▸ **Document segment**:
Small bioinformatics databases, unlike institutionally funded large databases, are vulnerable to discontinuation and many reported in publications are no longer accessible. This leads to irreproducible scientific work and redundant effort, impeding the pace of scientific progress.
We describe a Web-accessible system, available online at http://biodb100.apbionet.org webcite, for archival and future on demand re-instantiation of small databases within minutes. Depositors can rebuild their databases by downloading a Linux live operating system (http://www.bioslax.com webcite), preinstalled with bioinformatics and UNIX tools. The database and its dependencies can be compressed into an ".lzm" file for deposition. End-users can search for archived databases and activate them on dynamically re-instantiated BioSlax instances, run as virtual machines over the two popular full virtualization standard cloud-computing platforms, Xen Hypervisor or vSphere. The system is adaptable to increasing demand for disk storage or computational load and allows database developers to use the re-instantiated databases for integration and development of new databases.

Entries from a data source

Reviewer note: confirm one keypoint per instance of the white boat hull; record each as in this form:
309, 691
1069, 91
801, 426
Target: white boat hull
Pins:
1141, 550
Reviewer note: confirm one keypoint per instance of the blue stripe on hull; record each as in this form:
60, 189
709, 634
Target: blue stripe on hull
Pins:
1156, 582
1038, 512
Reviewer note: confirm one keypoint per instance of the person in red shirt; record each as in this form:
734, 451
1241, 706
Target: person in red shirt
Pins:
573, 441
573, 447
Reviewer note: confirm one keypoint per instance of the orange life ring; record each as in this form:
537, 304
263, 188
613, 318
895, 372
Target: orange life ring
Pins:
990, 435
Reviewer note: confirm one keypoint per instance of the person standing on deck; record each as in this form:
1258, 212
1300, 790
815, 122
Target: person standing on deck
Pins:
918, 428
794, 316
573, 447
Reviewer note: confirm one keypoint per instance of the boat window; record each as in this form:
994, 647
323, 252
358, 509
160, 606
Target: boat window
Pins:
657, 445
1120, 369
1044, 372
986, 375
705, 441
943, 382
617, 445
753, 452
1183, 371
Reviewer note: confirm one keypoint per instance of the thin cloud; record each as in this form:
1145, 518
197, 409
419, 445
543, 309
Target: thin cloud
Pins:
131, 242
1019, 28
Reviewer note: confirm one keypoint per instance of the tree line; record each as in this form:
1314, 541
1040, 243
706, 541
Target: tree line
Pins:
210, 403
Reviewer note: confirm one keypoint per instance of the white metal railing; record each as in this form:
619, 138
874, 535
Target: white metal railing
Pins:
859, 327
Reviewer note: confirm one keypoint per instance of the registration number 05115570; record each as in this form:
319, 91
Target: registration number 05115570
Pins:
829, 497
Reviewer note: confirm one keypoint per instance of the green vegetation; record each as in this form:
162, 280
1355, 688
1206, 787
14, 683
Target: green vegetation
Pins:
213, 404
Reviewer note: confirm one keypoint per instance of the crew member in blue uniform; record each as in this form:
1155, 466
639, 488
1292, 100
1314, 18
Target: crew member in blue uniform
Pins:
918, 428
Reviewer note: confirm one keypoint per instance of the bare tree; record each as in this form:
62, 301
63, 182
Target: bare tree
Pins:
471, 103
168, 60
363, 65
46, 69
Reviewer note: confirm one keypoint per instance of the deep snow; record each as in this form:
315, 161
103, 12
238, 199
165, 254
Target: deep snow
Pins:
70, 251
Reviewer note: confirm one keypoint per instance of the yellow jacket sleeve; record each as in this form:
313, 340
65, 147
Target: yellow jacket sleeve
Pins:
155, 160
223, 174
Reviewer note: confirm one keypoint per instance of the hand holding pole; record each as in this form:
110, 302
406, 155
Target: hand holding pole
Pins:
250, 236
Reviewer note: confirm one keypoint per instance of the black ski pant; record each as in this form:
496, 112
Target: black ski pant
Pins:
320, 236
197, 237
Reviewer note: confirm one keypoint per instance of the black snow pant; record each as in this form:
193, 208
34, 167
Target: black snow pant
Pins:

▸ **Objective 1**:
Answer these about the passage on archiving small bioinformatics databases:
(a) What two problems does the passage say arise when small databases are no longer accessible?
(b) Into what type of file can a database and its dependencies be compressed for deposition?
(c) On which two virtualization platforms can the BioSlax instances be run?
▸ **Objective 2**:
Filter the records down to the lines that contain the string "pant".
The text and the records were taken from separate, unrelated sources.

▸ **Full solution 1**:
(a) Irreproducible scientific work and redundant effort.
(b) An ".lzm" file.
(c) Xen Hypervisor and vSphere.

▸ **Full solution 2**:
Reviewer note: confirm one keypoint per instance of the black ski pant; record each as in this form:
Target: black ski pant
Reviewer note: confirm one keypoint per instance of the black snow pant; record each as in this form:
Target: black snow pant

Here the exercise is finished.